From the article on the closing of Union Furniture, list every challenge that owner Simon Becker is said to have guided the store through.

━━ Supplied passage

Portrait of Union Furniture store owner Simon Becker on the sales floor on Monday, April 22, 2024. Becker is in his finals days as owner of the store as it is now closing.
Portrait of Union Furniture store owner Simon Becker on the sales floor on Monday, April 22, 2024. Becker is in his finals days as owner of the store as it is now closing.
Alisha Mitchell

It’s quiet on the floor. The only sound comes from a small handful of employees enjoying their last days of work together. After more than a century in downtown Macon, Union Furniture is closing its doors.  “Last Chance” signs are posted on on street corners and the team is doing what it can to sell its inventory. 

Owner Simon Becker has navigated the store through many challenges, from the closure or relocation of many downtown businesses when the Macon Mall was built it in the 1970’s to economic recessions and COVID-19.

“For the longest time while I was here the buildings next to me were empty,” Becker said.

The store was founded by Becker’s grandfather, also named Simon Becker, in 1912. Family legends is they opened the doors four months after the Titanic sank.  Back then it was on Poplar Street.  When his grandfather died in 1951, Becker’s father and an uncle took over. Eventually they moved the store to its current location on Third Street.

Becker, who took over in 2016, says the store was able to stay afloat thanks to loyal customers and dedicated employees.  Becker recalls a conversation he and his uncle had 30 years ago with an older man who showed up in the store.  The man told them that he used to work there.

━━━━
━━ Records

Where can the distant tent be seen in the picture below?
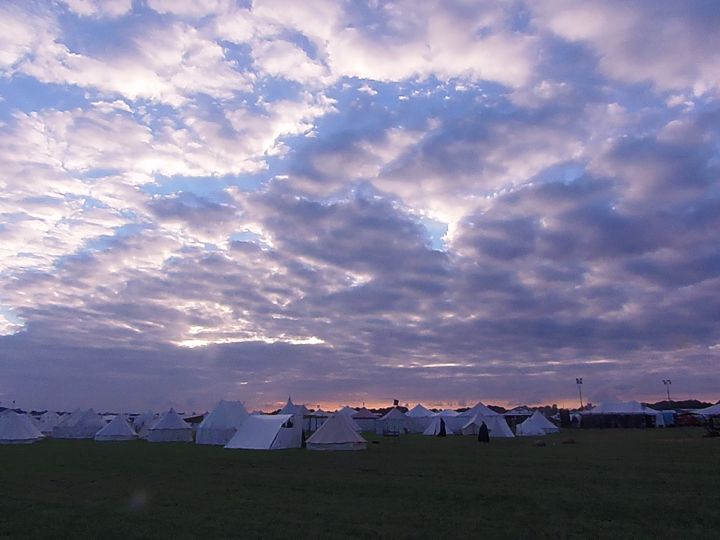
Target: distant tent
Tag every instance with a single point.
(447, 413)
(622, 414)
(298, 411)
(47, 422)
(267, 432)
(365, 418)
(18, 429)
(143, 422)
(170, 428)
(497, 426)
(337, 433)
(479, 408)
(393, 423)
(317, 419)
(713, 410)
(420, 418)
(418, 411)
(81, 424)
(536, 425)
(435, 426)
(222, 423)
(118, 429)
(348, 411)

━━━━

#### [Answer box]
- The closure or relocation of many downtown businesses when the Macon Mall was built in the 1970s
- Economic recessions
- COVID-19